● **Quoted text**:
-- begin --
Ambient Mobs

The way I see it, flash mob stunts are like ambient marketing. High impact with low reach. Except of course, with the internets, the reach is heavily extended.

Take a look at this recent one by Flip

Fail. But it’s not because it appears nearly everyone on the beach is a paid actor. This episode of the Mumbrella podcast suggests there’s no one being engaged with. But as stated above, the people physically there mean almost nothing, it’s the people who are sitting in office chairs watching it as we speak that matter.

And the fact that the initial video received 150,000+ hits in less than a week is a testimony to that.

Actually, even the idea behind this video I quite like. Flips are pretty much the most portable video camera on the market, perfect for capture the spontaneous events that happen in your life… like a flash mob.

But the execution let it down. The flash mob thing has been done, and without pushing the idea further it gets lost in existing freeze stunts and something about a mobile starting with the letter T. The initial release of the unedited amateur video also wasn’t the smartest move. Here’s a tip, when you’re trying to promote video cameras make sure the footage is of a high quality. It almost seems they wanted to rush it out to be the first to put it up, unable to give up control of their message.

Perhaps cameras could have been handed out before, something along the lines of you’ll never know when you need a Flip. Encouraging people afterwards to submit it online, then using all the angles and some of their own footage making their own version.

Of course the biggest reason it fails is because none of it is branded, not well anyway. David sums it up nicely. The idea was lost in its execution. What do you think?
-- end --
● **Written request**: Rewrite the flash mob marketing post from "Perhaps cameras could" up to and including "do you think?", substituting "delivery" for "execution".

● **Information shown**:
-- begin --
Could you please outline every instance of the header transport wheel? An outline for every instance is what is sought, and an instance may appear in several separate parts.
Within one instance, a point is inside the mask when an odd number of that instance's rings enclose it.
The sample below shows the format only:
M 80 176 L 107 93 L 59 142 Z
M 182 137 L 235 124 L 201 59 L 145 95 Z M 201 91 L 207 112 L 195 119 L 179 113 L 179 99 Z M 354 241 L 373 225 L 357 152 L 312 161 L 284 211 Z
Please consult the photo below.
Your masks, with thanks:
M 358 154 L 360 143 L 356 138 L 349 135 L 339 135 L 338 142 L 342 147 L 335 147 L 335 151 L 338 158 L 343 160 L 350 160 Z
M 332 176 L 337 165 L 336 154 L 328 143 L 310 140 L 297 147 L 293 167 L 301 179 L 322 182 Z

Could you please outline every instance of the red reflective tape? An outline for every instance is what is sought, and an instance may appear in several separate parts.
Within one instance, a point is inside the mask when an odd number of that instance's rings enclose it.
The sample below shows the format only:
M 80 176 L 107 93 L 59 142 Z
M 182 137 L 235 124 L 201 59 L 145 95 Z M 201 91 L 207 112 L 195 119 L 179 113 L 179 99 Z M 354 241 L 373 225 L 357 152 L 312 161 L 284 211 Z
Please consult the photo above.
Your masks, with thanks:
-- end --
● **Result of the task**:
Perhaps cameras could have been handed out before, something along the lines of you’ll never know when you need a Flip. Encouraging people afterwards to submit it online, then using all the angles and some of their own footage making their own version.

Of course the biggest reason it fails is because none of it is branded, not well anyway. David sums it up nicely. The idea was lost in its delivery. What do you think?